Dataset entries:
- - - - - - -

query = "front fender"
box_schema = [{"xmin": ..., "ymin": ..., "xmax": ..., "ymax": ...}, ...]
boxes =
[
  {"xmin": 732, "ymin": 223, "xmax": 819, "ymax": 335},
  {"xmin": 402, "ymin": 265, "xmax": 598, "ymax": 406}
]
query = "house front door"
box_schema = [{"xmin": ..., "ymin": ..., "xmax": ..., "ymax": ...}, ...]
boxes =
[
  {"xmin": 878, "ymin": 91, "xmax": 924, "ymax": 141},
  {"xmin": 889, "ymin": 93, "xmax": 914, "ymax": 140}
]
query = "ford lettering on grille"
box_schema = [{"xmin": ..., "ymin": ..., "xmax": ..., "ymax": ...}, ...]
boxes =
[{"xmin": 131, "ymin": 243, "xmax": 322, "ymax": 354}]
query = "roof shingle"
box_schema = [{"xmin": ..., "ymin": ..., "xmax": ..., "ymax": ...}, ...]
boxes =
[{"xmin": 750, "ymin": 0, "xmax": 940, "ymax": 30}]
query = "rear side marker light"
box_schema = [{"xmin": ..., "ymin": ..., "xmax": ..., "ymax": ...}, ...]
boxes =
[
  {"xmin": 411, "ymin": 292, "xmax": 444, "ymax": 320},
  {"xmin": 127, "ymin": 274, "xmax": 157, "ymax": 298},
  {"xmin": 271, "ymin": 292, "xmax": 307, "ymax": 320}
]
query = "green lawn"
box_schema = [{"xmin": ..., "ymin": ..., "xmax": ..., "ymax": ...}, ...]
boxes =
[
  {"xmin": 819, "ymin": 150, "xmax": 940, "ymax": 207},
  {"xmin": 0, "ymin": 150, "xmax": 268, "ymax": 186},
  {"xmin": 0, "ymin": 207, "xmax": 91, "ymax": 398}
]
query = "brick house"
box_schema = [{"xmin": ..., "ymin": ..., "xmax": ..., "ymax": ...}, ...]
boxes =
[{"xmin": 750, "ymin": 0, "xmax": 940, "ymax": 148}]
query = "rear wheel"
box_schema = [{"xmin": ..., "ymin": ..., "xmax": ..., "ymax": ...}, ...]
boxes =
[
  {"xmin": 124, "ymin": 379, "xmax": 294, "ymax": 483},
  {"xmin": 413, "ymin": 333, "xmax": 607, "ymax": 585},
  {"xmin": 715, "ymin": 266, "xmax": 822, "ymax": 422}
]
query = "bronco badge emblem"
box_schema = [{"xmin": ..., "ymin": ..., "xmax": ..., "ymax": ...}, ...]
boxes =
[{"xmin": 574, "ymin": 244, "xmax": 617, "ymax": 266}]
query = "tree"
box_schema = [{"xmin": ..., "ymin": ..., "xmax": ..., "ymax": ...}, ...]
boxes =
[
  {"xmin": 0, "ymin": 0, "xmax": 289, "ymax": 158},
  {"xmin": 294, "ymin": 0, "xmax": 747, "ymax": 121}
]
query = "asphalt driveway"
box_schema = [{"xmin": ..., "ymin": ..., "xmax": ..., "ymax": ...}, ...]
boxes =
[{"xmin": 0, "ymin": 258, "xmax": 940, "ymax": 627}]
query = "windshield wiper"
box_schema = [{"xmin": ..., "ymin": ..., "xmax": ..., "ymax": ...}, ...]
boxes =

- - - - - - -

■ **GIVEN EXERCISE**: Can you pull out every line in the items above that contains the string "rear", counting only matches with the same case, and copy each line in full?

■ **WRITTEN SOLUTION**:
query = "rear side marker light"
query = "rear wheel"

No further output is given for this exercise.